### TEXT SHOWN
------------------------
Wearing a T-shirt emblazoned with the words: "Help us. We
are dying," Cruz said she was hopeful the situation would
improve, but added, "People can't fathom what it is to have
children drinking from creeks, to have people in nursing homes
without oxygen."
'WE ARE ALONE'
The mayor of San Germán, a town of about 35,000 in the
southwestern corner of the island, echoed Cruz's harsh words.
"The governor is giving a message that everything is
resolved, and it is not true," Mayor Isidro Negron Irizarry said
in Spanish on Twitter. "There is no functional operations
structure. We are alone."
Trump, who was scheduled to visit next week, addressed the
situation before a speech in Washington about his new tax plan.
"The electrical grid and other infrastructure were already
in very, very poor shape," he said. "And now virtually
everything has been wiped out, and we will have to really start
all over again. We're literally starting from scratch."
Colonel James DeLapp, the Army Corps of Engineers commander
for Puerto Rico, told CNN that rebuilding the island's crippled
power grid was a massive undertaking.
"The closest thing we've had is when the Army Corps led the
effort to restore Iraq's electricity in the early stages of the
Iraq war in 2003 and 2004," he said.
Further complicating recovery is a financial crisis marked
by Puerto Rico's record bankruptcy filing in May and the weight
of $72 billion in outstanding debt.
"Ultimately the government of Puerto Rico will have to work
with us to determine how this massive rebuilding effort, which
will end up being one of the biggest ever, will be funded and
organized, and what we will do with the tremendous amount of
existing debt already on the island," Trump said.
'ONE OF THE LUCKY ONES'
In Old San Juan, the capital's historic colonial section,
customers lined up on the sidewalk outside Casa Cortes ChocoBar
cafe for sandwiches and coffee, being handed out from a small
window between plywood planks clinging to the exterior wall.
"We're one of the few restaurants that have a generator,"
said Daniela Santini, 19, who works there. "Most businesses
don't have electricity, only some have water. We're one of the
lucky ones."
------------------------
### DATA LISTING
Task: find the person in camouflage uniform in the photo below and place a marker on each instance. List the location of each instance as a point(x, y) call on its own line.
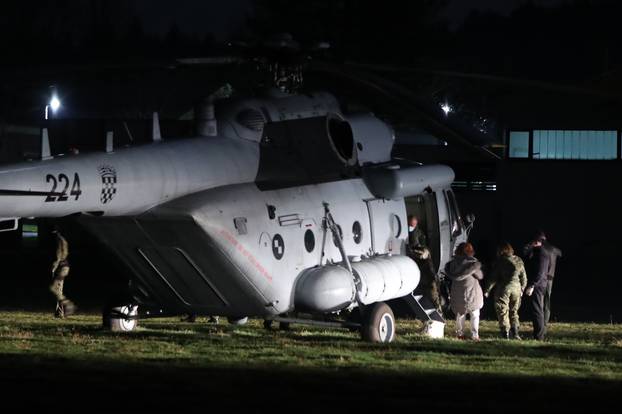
point(428, 285)
point(508, 279)
point(60, 270)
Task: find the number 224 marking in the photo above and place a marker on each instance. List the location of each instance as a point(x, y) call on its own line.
point(63, 180)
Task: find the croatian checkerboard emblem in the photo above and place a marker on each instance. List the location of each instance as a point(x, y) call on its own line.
point(109, 183)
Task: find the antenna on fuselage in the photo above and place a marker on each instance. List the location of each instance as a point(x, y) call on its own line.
point(156, 136)
point(46, 154)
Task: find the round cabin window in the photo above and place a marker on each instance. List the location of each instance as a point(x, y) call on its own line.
point(309, 241)
point(340, 235)
point(278, 247)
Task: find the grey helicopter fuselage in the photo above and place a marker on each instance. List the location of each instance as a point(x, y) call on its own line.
point(236, 224)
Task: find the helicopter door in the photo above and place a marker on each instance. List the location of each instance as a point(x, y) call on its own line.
point(424, 206)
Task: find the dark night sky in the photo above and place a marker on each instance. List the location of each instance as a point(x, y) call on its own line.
point(224, 17)
point(193, 16)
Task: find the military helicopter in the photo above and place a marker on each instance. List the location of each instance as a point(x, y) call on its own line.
point(285, 208)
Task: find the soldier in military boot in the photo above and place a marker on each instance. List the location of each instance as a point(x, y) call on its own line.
point(508, 280)
point(60, 270)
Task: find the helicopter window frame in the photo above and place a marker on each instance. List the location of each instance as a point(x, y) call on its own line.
point(309, 240)
point(357, 232)
point(396, 223)
point(454, 214)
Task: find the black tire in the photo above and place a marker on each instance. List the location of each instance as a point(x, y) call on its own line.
point(378, 324)
point(118, 324)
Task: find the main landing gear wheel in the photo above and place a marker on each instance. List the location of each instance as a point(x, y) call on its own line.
point(113, 318)
point(238, 321)
point(378, 324)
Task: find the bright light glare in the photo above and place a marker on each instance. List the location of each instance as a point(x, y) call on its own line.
point(55, 104)
point(446, 108)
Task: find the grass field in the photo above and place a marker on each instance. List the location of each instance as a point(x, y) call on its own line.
point(167, 365)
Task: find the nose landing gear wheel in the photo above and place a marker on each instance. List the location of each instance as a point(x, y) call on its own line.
point(113, 318)
point(378, 324)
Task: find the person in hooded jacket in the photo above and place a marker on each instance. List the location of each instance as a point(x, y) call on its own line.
point(465, 272)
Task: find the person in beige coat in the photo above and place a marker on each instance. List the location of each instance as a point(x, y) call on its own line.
point(466, 296)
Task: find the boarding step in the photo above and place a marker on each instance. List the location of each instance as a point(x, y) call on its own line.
point(424, 310)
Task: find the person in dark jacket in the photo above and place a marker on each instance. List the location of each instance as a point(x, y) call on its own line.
point(538, 262)
point(416, 235)
point(554, 253)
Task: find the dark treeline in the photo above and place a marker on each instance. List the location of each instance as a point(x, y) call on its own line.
point(574, 40)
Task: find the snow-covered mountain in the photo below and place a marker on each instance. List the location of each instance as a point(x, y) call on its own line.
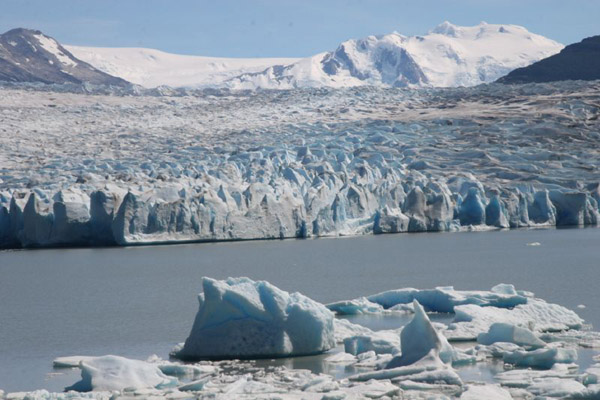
point(152, 68)
point(449, 55)
point(30, 56)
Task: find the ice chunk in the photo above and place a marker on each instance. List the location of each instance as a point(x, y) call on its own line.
point(383, 342)
point(240, 318)
point(357, 306)
point(502, 332)
point(536, 315)
point(418, 339)
point(556, 387)
point(541, 358)
point(109, 373)
point(444, 299)
point(487, 392)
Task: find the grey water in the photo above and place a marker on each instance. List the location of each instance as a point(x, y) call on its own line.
point(139, 301)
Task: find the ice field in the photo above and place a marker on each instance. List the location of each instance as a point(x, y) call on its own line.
point(179, 165)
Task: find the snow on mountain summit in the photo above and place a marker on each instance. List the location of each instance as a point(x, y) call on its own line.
point(30, 56)
point(449, 55)
point(151, 68)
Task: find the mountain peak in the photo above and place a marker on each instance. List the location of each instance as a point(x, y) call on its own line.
point(445, 28)
point(27, 55)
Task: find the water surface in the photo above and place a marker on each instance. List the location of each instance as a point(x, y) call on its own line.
point(140, 301)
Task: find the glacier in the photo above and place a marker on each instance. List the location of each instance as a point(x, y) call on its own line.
point(83, 168)
point(241, 318)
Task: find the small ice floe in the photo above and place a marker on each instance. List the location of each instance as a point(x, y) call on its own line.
point(537, 342)
point(241, 318)
point(107, 373)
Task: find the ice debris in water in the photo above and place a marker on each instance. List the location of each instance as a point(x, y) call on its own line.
point(503, 332)
point(240, 318)
point(416, 361)
point(109, 373)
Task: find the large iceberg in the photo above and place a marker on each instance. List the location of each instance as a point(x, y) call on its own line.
point(240, 318)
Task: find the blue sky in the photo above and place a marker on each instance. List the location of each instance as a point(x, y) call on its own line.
point(280, 28)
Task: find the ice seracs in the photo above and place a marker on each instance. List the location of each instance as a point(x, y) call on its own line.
point(303, 163)
point(240, 318)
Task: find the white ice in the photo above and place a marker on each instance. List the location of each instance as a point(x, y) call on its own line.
point(240, 318)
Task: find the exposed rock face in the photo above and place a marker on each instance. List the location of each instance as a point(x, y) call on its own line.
point(30, 56)
point(578, 61)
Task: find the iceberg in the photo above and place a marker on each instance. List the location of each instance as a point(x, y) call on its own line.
point(108, 373)
point(419, 339)
point(540, 358)
point(502, 332)
point(445, 299)
point(241, 318)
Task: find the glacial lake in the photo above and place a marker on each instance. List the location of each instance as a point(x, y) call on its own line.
point(139, 301)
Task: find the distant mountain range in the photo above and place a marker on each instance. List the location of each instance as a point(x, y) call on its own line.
point(30, 56)
point(578, 61)
point(447, 56)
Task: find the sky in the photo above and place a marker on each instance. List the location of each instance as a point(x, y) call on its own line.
point(280, 28)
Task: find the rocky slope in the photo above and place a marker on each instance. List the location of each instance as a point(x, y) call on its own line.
point(579, 61)
point(30, 56)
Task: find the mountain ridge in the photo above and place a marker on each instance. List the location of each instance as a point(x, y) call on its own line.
point(577, 61)
point(27, 55)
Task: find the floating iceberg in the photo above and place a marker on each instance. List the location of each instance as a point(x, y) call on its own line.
point(419, 339)
point(240, 318)
point(502, 332)
point(445, 299)
point(109, 373)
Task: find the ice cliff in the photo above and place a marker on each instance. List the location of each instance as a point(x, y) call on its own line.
point(89, 169)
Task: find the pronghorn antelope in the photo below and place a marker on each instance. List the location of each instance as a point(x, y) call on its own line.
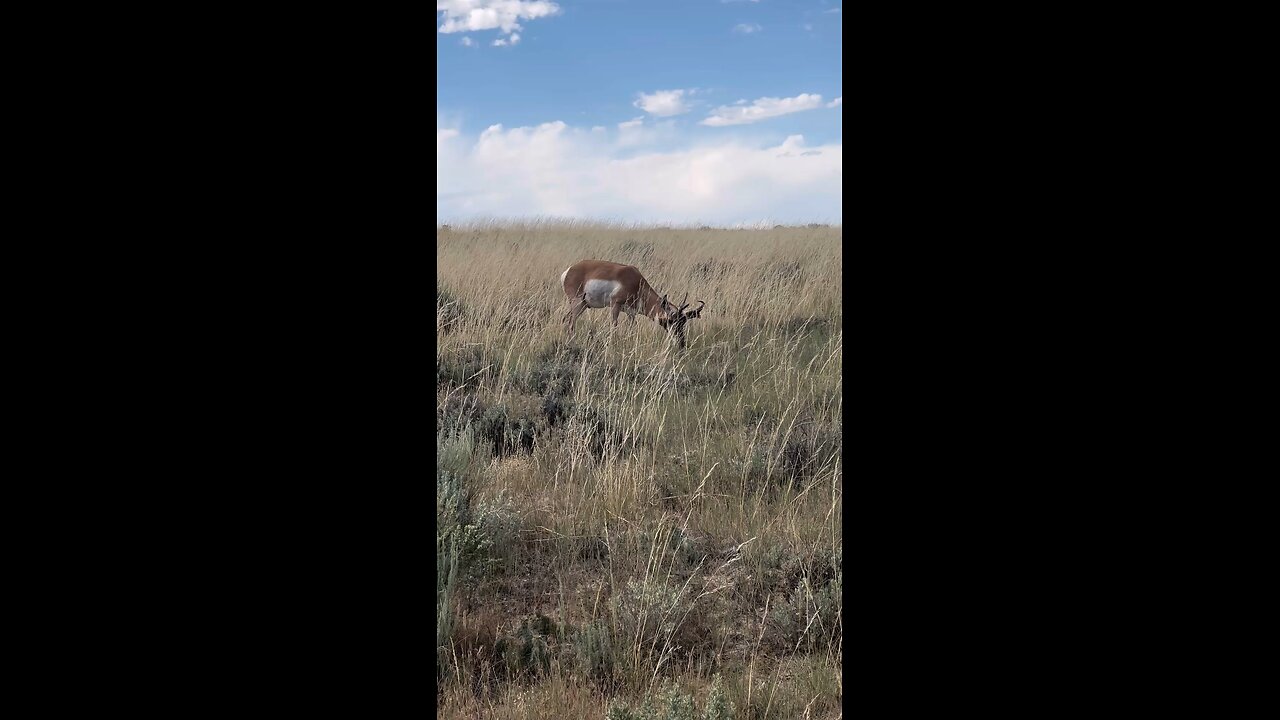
point(598, 283)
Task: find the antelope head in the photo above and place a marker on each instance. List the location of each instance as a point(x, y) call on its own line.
point(676, 318)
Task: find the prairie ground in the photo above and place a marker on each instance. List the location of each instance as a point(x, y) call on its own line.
point(625, 529)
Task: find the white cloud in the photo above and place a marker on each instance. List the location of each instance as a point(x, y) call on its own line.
point(554, 169)
point(664, 103)
point(762, 109)
point(464, 16)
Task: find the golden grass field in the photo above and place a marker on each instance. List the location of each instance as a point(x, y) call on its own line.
point(624, 529)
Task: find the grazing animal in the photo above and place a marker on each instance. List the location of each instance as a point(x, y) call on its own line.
point(599, 283)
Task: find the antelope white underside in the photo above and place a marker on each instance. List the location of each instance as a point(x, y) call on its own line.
point(599, 294)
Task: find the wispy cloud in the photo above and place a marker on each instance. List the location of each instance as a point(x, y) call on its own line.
point(664, 103)
point(762, 109)
point(556, 169)
point(464, 16)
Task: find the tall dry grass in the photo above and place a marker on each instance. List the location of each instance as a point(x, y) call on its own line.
point(627, 519)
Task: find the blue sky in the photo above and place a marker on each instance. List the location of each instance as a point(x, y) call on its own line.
point(648, 110)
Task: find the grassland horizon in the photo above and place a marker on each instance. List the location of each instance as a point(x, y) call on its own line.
point(625, 529)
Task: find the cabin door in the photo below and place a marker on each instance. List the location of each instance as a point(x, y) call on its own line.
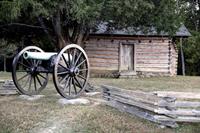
point(127, 57)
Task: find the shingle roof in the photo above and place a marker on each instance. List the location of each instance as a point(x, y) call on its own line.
point(104, 29)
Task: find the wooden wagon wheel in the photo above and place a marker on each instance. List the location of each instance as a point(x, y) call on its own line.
point(71, 71)
point(25, 77)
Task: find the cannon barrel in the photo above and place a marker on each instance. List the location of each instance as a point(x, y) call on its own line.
point(38, 55)
point(41, 55)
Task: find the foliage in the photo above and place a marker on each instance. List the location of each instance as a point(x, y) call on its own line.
point(71, 20)
point(192, 54)
point(191, 47)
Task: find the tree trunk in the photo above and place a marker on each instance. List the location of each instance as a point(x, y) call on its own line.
point(57, 28)
point(4, 63)
point(182, 57)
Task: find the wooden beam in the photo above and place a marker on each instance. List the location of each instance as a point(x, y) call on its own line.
point(182, 56)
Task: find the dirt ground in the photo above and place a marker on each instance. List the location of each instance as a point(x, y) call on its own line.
point(46, 115)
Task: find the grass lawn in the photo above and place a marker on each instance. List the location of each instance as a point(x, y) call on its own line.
point(45, 115)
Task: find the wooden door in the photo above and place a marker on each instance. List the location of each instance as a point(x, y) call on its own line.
point(127, 57)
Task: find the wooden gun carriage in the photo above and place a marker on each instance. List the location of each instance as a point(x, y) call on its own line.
point(70, 69)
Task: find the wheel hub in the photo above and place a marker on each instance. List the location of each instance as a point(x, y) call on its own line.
point(73, 71)
point(33, 71)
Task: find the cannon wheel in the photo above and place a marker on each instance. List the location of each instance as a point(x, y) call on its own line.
point(71, 71)
point(27, 81)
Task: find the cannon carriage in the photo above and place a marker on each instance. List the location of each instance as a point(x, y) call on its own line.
point(70, 69)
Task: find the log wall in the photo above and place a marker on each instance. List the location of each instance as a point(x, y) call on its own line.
point(155, 56)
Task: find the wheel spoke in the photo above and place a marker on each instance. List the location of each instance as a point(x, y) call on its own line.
point(65, 61)
point(70, 82)
point(69, 60)
point(42, 76)
point(75, 90)
point(67, 83)
point(35, 83)
point(30, 82)
point(78, 58)
point(63, 66)
point(61, 73)
point(83, 69)
point(26, 81)
point(38, 80)
point(66, 77)
point(24, 65)
point(81, 63)
point(78, 82)
point(23, 76)
point(28, 62)
point(74, 55)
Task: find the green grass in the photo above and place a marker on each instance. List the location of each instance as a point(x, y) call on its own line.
point(17, 115)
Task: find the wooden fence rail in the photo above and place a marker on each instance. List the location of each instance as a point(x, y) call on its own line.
point(166, 108)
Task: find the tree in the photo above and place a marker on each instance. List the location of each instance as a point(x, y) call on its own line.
point(191, 12)
point(70, 21)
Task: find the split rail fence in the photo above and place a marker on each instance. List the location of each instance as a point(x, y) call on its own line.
point(165, 108)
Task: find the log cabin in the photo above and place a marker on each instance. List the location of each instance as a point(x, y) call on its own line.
point(128, 53)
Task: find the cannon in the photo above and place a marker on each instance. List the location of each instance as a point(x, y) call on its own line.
point(70, 69)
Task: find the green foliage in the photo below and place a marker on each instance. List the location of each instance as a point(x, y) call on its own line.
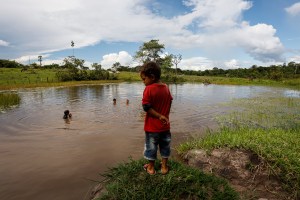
point(149, 51)
point(9, 64)
point(9, 99)
point(267, 126)
point(130, 181)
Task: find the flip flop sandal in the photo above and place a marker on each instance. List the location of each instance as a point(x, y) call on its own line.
point(145, 167)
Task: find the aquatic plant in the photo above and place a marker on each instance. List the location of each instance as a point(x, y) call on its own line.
point(9, 99)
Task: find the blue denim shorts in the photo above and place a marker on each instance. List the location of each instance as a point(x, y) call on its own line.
point(155, 140)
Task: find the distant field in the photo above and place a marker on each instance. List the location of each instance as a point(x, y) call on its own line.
point(14, 76)
point(11, 78)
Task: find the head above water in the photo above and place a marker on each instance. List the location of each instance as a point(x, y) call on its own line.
point(151, 70)
point(67, 114)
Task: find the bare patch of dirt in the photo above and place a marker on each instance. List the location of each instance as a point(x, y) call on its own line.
point(246, 172)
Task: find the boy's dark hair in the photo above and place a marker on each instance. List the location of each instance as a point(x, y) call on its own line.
point(150, 69)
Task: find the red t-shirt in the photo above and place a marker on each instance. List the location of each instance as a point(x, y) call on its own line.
point(159, 97)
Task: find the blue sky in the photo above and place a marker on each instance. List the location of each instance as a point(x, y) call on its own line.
point(207, 33)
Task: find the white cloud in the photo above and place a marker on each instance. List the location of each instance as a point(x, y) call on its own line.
point(38, 27)
point(123, 57)
point(196, 63)
point(294, 59)
point(293, 9)
point(232, 64)
point(4, 43)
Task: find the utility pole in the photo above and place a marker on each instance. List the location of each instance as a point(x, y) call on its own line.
point(72, 45)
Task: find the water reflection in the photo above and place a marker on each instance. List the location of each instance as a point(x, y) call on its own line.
point(43, 156)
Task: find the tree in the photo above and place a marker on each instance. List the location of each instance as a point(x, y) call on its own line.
point(72, 45)
point(176, 60)
point(116, 66)
point(165, 63)
point(149, 51)
point(40, 60)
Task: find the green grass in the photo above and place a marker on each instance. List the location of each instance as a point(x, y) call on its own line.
point(9, 99)
point(11, 78)
point(291, 83)
point(269, 127)
point(130, 181)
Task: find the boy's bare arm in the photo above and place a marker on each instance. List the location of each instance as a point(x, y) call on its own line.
point(161, 117)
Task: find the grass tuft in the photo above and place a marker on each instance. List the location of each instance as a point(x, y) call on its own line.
point(269, 127)
point(9, 99)
point(130, 181)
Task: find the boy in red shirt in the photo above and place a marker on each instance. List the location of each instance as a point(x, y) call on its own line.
point(156, 102)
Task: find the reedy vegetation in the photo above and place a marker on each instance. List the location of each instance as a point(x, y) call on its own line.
point(267, 126)
point(8, 100)
point(129, 181)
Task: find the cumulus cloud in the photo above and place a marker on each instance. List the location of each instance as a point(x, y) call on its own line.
point(196, 63)
point(123, 57)
point(293, 9)
point(4, 43)
point(39, 27)
point(232, 64)
point(295, 59)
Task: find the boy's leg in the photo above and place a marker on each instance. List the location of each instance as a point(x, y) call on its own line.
point(165, 150)
point(150, 151)
point(164, 166)
point(150, 167)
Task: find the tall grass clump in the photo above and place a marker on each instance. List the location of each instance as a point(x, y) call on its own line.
point(9, 99)
point(267, 126)
point(129, 181)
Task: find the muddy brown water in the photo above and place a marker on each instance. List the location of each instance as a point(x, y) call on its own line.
point(42, 156)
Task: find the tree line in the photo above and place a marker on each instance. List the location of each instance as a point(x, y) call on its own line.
point(74, 69)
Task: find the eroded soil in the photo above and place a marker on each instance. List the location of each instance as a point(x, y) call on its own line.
point(246, 172)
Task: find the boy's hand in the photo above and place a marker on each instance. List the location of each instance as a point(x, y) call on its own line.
point(163, 119)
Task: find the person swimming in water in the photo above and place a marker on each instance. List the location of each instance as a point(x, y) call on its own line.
point(67, 114)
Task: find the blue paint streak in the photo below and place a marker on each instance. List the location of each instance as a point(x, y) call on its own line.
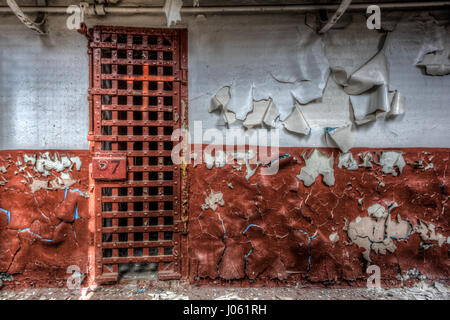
point(43, 239)
point(77, 190)
point(8, 215)
point(75, 215)
point(284, 156)
point(251, 225)
point(309, 247)
point(65, 193)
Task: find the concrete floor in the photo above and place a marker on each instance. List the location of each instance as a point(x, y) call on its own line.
point(153, 290)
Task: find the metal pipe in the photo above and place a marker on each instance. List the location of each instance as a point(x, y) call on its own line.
point(35, 26)
point(240, 9)
point(336, 16)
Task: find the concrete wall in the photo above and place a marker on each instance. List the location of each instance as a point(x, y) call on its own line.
point(44, 80)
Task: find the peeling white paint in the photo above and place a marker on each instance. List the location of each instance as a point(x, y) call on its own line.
point(220, 102)
point(367, 159)
point(296, 122)
point(264, 111)
point(398, 105)
point(347, 161)
point(317, 163)
point(334, 237)
point(172, 10)
point(344, 137)
point(391, 159)
point(377, 232)
point(213, 200)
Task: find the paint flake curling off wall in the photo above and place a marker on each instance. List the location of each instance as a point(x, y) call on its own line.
point(342, 213)
point(43, 215)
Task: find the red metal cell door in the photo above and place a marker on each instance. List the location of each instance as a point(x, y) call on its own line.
point(138, 81)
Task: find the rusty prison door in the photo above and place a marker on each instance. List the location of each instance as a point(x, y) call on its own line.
point(138, 79)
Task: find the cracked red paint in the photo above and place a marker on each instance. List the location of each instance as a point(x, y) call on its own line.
point(271, 230)
point(48, 230)
point(264, 234)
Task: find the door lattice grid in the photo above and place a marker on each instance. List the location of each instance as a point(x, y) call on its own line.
point(136, 88)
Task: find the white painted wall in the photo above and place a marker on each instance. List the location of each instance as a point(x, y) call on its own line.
point(44, 80)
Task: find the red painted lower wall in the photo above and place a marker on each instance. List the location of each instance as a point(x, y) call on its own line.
point(273, 229)
point(269, 230)
point(43, 225)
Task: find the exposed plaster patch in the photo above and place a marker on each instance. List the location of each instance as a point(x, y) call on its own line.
point(334, 237)
point(214, 199)
point(344, 137)
point(317, 163)
point(172, 9)
point(209, 160)
point(377, 232)
point(391, 159)
point(347, 161)
point(367, 159)
point(29, 159)
point(220, 102)
point(296, 122)
point(264, 111)
point(398, 105)
point(427, 232)
point(221, 159)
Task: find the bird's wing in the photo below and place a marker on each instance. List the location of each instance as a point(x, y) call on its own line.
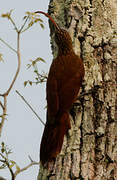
point(52, 96)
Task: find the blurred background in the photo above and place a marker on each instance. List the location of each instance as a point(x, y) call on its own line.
point(22, 130)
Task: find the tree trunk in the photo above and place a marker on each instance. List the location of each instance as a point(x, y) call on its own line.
point(89, 150)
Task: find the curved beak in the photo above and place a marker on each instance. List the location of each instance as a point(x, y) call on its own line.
point(51, 19)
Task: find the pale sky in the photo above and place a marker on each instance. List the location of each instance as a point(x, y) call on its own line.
point(22, 130)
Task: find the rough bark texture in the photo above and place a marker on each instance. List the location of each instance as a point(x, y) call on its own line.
point(89, 151)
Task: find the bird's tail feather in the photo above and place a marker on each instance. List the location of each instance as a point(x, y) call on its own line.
point(53, 136)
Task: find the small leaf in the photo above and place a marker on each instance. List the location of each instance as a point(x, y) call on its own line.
point(2, 150)
point(30, 82)
point(31, 23)
point(40, 59)
point(42, 26)
point(25, 83)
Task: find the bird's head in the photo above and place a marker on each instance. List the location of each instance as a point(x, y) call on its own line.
point(62, 37)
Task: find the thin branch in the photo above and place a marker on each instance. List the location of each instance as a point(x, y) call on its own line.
point(5, 161)
point(8, 45)
point(13, 24)
point(4, 114)
point(30, 107)
point(1, 105)
point(23, 24)
point(19, 64)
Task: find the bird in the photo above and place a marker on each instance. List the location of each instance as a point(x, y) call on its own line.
point(63, 84)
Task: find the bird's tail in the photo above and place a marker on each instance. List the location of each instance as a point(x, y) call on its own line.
point(53, 136)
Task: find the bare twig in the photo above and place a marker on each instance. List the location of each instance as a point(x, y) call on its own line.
point(19, 63)
point(1, 105)
point(4, 107)
point(30, 107)
point(13, 24)
point(24, 24)
point(6, 162)
point(8, 45)
point(4, 113)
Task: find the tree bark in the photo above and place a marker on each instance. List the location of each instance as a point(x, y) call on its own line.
point(89, 150)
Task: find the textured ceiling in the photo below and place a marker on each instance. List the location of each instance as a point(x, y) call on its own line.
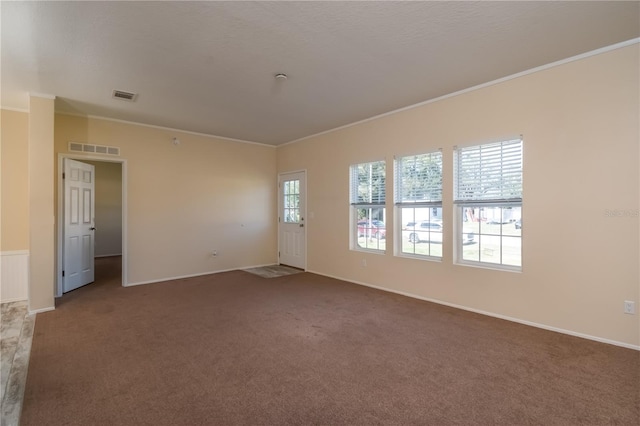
point(209, 67)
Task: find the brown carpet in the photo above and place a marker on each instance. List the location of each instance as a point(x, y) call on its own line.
point(234, 348)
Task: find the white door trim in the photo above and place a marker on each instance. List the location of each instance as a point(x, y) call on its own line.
point(303, 213)
point(60, 214)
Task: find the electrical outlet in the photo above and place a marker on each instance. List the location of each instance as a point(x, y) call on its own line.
point(629, 307)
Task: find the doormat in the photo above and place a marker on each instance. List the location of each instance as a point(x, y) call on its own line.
point(273, 271)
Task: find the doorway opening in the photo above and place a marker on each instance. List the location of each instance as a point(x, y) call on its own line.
point(109, 216)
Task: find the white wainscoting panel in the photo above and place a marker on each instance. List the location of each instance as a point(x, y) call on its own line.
point(14, 276)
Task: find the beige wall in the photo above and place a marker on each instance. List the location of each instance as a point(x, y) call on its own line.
point(185, 201)
point(15, 197)
point(41, 204)
point(580, 123)
point(108, 208)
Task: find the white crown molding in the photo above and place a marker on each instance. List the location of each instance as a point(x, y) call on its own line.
point(14, 109)
point(41, 95)
point(171, 129)
point(477, 87)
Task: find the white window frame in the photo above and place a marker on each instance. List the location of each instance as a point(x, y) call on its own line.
point(488, 176)
point(419, 197)
point(374, 239)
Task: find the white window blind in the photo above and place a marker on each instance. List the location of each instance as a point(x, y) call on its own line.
point(489, 173)
point(418, 179)
point(368, 183)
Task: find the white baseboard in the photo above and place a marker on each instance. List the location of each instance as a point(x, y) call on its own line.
point(180, 277)
point(14, 276)
point(490, 314)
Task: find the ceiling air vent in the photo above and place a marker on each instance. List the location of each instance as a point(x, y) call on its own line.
point(125, 96)
point(96, 149)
------------------------
### EXERCISES TO COMPLETE
a: According to the Puerto Rico report, how much outstanding debt weighs on the island?
b: Return the part of the Puerto Rico report that opens with the words containing "Colonel James DeLapp, the" and closes with "in outstanding debt.".
c: Extend the Puerto Rico report beyond its final sentence.

### EXERCISE ANSWERS
a: $72 billion

b:
Colonel James DeLapp, the Army Corps of Engineers commander
for Puerto Rico, told CNN that rebuilding the island's crippled
power grid was a massive undertaking.
"The closest thing we've had is when the Army Corps led the
effort to restore Iraq's electricity in the early stages of the
Iraq war in 2003 and 2004," he said.
Further complicating recovery is a financial crisis marked
by Puerto Rico's record bankruptcy filing in May and the weight
of $72 billion in outstanding debt.

c:
Nancy Rivera, 59, a San Juan resident who suffers from
diabetes, was forced to go without her medication by a lack of
electricity. "I stopped using the insulin in my refrigerator.
It's too warm," she said.
Ground transportation, hampered by fuel shortages and
streets blocked with fallen vegetation and utility wires,
remained a major challenge.
"You can't see the roads," said Alvaro Trueba, a regional
catastrophe coordinator for property insurer Chubb Ltd, who told
Reuters that adjusters face difficulties driving about the
island.
More troops, medical supplies and vehicles were on the way
to the island, but it will be some time before the U.S.
territory is back on its feet, the senior U.S. general appointed
to lead military relief operations said on Friday.
"We're certainly bringing in more," Lieutenant General
Jeffrey Buchanan told CNN on Friday, a day after he was
appointed by the Pentagon.
The hardships on Puerto Rico have largely overshadowed
similar struggles faced by the neighboring U.S. Virgin Islands,
slammed by two major hurricanes - Irma and Maria - in the span
of a month.
Most of St. Croix, the largest of the three major islands in
that territory, remained without electricity and cellular
communications nine days after Maria struck. Shelters were still
packed and long lines stretched around emergency supply centers.
At one such facility, anguished residents pleaded for more
than the single sheets of plastic tarp that National Guard
troops were handing out.
Meanwhile, the insurance industry was tallying the mounting
costs of Maria, with one modeling firm estimating that claims
could total as much as $85 billion.
Rossello told CNN on Friday the federal government has
responded to his requests and that he was in regular contact
with FEMA's director, though more needed to be done.
"We do have severe logistical limitations. It has been
enhancing, but it's still nowhere near where it needs to be,"
Rossello said.
Asked how long it would take for Puerto Rico to recover,
Buchanan, the general leading the military effort, gave a slight
sigh and said: "This is a very, very long duration."